Warum sollte es keine massenhafte Selbsttäuschung geben?

Haben sich Menschen an vielen Stellen aus tierischen Vorfahren entwickelt, oder geschah dies an einem Ort, so dass es dadurch zu einer einheitlichen Tendenz kam, in der Umwelt ein „Gegenüber zu sehen“?

Aus dieser Tendenz haben sich dann, auf Basis von Ortsunterschieden, eigenen Entwürfe gebildet. Man muss auch bedenken, dass das Rätsel des Bewusstseins mit Leichtigkeit jeder Menschengruppe auffällt, wodurch es zu „Lösungsversuchen“ kommt.

Sobald es aber etwas konkret wird, unterscheiden sich Religionen durchaus sehr stark.

closs hat geschrieben:
SilverBullet hat geschrieben:Der entscheidende Punkt ist, dass dieser Satz von einem Wahrnehmungssystem formuliert wird, das keinen wahrnehmungsunabhängigen Zugang zu einer Aussenwelt hat.
Was ändert das an dem Satz:
closs hat geschrieben:"Sein"/"Realität" ist keine abhängige Größe von Wahrnehmung (lassen wir hier QM-Sonderfälle mal weg).
---???---
Wahrnehmungssysteme können Existenzen nicht einfach durch das Denken erschliessen.

Dein Satz ist (wie ich geschrieben habe) als Wahrscheinlichkeitseinschätzung, für praktisch bestätigte Fälle, OK, aber das Universalkonzept „ich spüre etwas Unsichtbares, also gehe ich von seiner Existenz aus“ ist nicht vertretbar, zumal im Falle von Religion eine „saftige Suggestion“ vorausgeht.

closs hat geschrieben:Mit dem Ergebnis, dass etwa Sokrates sagt "Ich weiss, dass ich nichts weiss" (das hat er WIRKLICH gemeint - das war kein Bonmot) - oder das Descartes sagt, dass das einzig sichere Wissen das "Cogito" ist (aus meiner Sicht ontologisch nicht widerlegbar) - oder dass Hegel in der Erkenntnis die Vollendung des Vollkommenen versteht (siehe auch 1.Kor. 13,12). - DAS ist "echte" Philosophie: Die Thematisierung von Wahrheit im Bewusstsein, sie nicht greifen zu können.
Hier wird genau der Anspruch deutlich, den ich anspreche.

Kurze Aufgabe
Wiederhole wortgetreu den Teil des Forumsbeitrags, der mit den Worten „Aus dieser Tendenz“ anfängt und mit „einer Aussenwelt hat.“ aufhört. Die anschließende Liste stammt aus einer anderen Quelle als der Forumsbeitrag.

Punktmarkierungen für Fotos
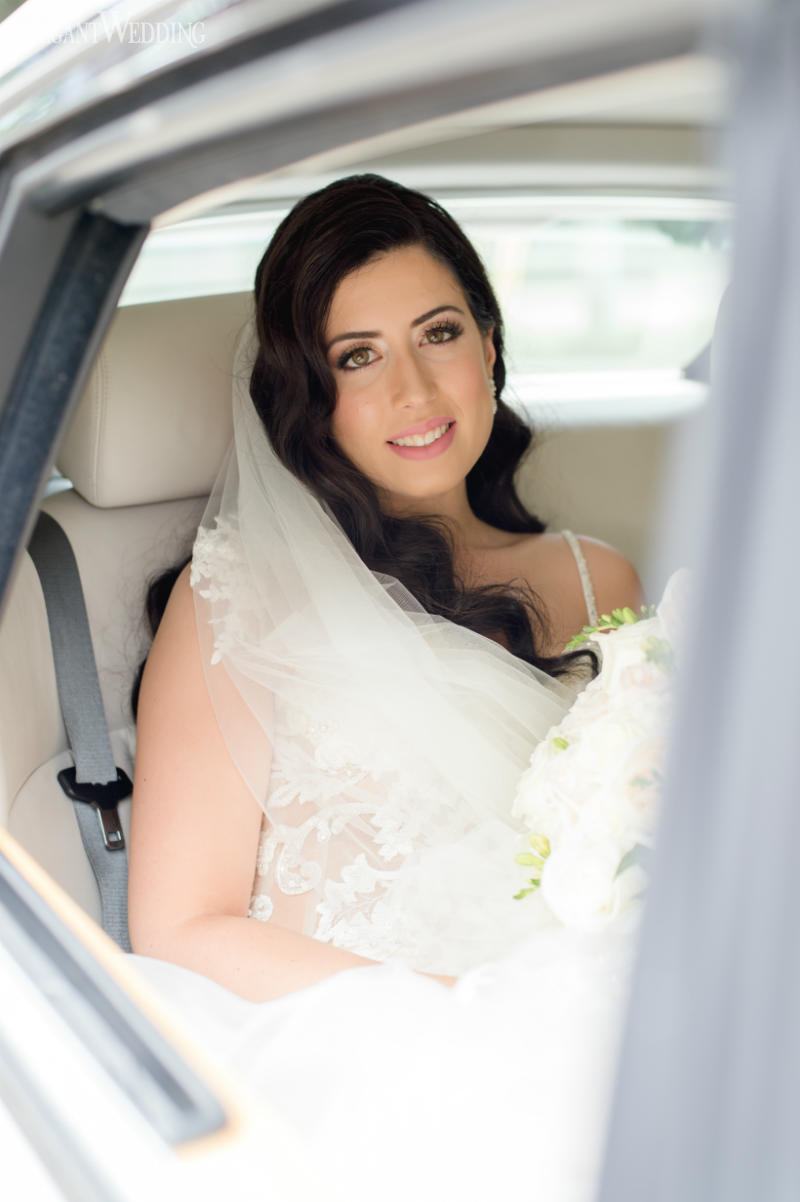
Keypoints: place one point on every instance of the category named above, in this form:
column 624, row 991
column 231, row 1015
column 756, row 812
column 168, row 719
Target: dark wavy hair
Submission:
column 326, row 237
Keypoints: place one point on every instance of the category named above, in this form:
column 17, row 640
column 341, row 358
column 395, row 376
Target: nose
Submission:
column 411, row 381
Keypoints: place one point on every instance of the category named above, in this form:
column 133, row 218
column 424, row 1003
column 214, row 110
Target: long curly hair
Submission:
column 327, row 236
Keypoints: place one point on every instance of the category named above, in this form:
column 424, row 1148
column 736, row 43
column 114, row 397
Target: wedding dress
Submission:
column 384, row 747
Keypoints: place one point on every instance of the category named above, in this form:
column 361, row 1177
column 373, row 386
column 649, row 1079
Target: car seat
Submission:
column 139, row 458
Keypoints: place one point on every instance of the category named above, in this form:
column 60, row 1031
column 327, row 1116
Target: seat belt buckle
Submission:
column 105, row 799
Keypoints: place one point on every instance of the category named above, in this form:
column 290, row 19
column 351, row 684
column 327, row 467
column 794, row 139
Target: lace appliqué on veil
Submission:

Richtige Antwort
Aus dieser Tendenz haben sich dann, auf Basis von Ortsunterschieden, eigenen Entwürfe gebildet. Man muss auch bedenken, dass das Rätsel des Bewusstseins mit Leichtigkeit jeder Menschengruppe auffällt, wodurch es zu „Lösungsversuchen“ kommt.

Sobald es aber etwas konkret wird, unterscheiden sich Religionen durchaus sehr stark.

closs hat geschrieben:
SilverBullet hat geschrieben:Der entscheidende Punkt ist, dass dieser Satz von einem Wahrnehmungssystem formuliert wird, das keinen wahrnehmungsunabhängigen Zugang zu einer Aussenwelt hat.